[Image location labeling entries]

::::::::::

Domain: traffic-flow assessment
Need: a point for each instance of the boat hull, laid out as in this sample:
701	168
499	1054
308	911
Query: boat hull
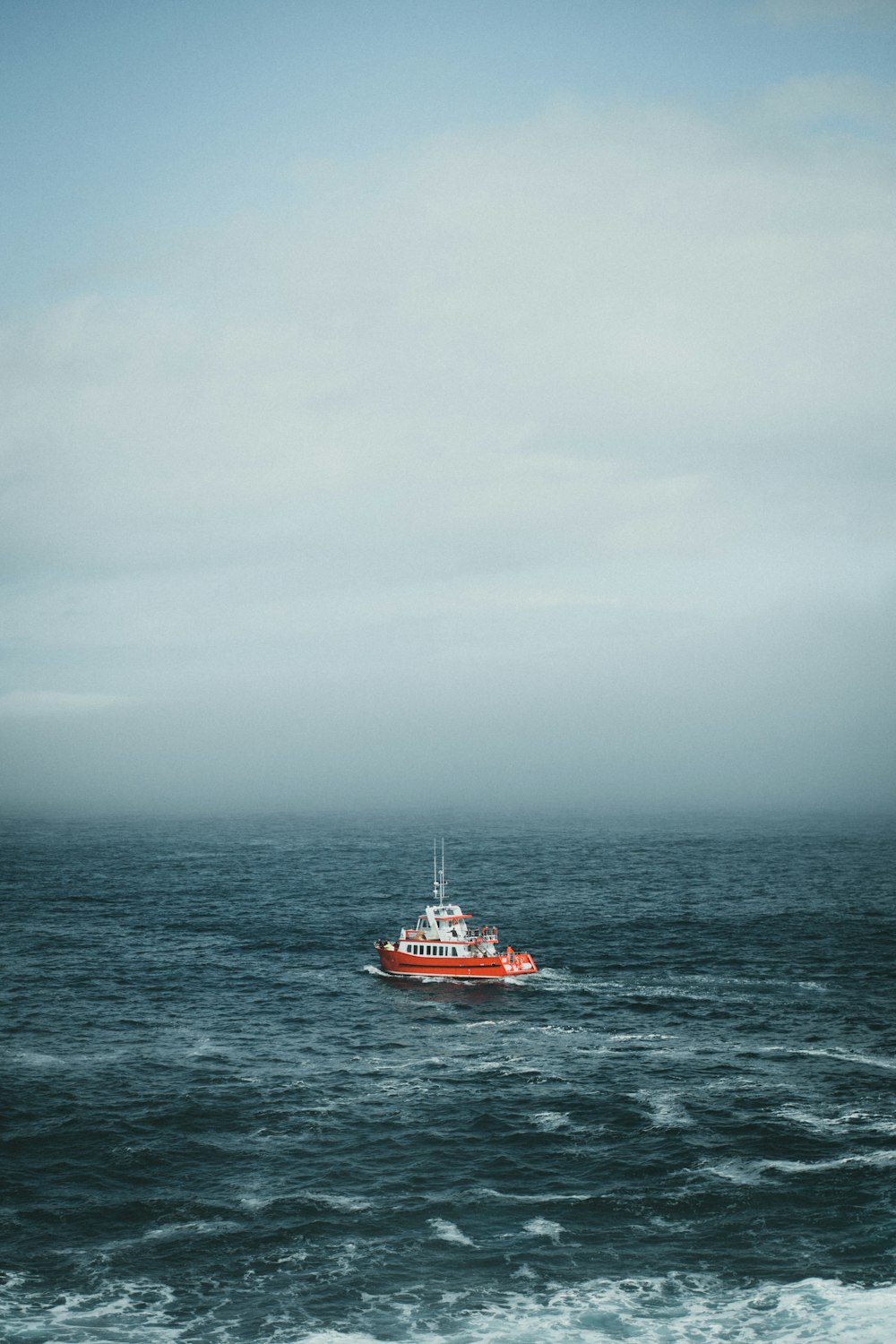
501	967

::::::::::

**TASK DIRECTIONS**. Transcribe every line of the listing above character for character, omitting the pictures.

**EXPECTED OUTPUT**.
Domain: traffic-flow assessment
Need: a point for each instance of the boat hull, laid out as in this sample:
701	168
499	1054
308	911
Query: boat hull
501	967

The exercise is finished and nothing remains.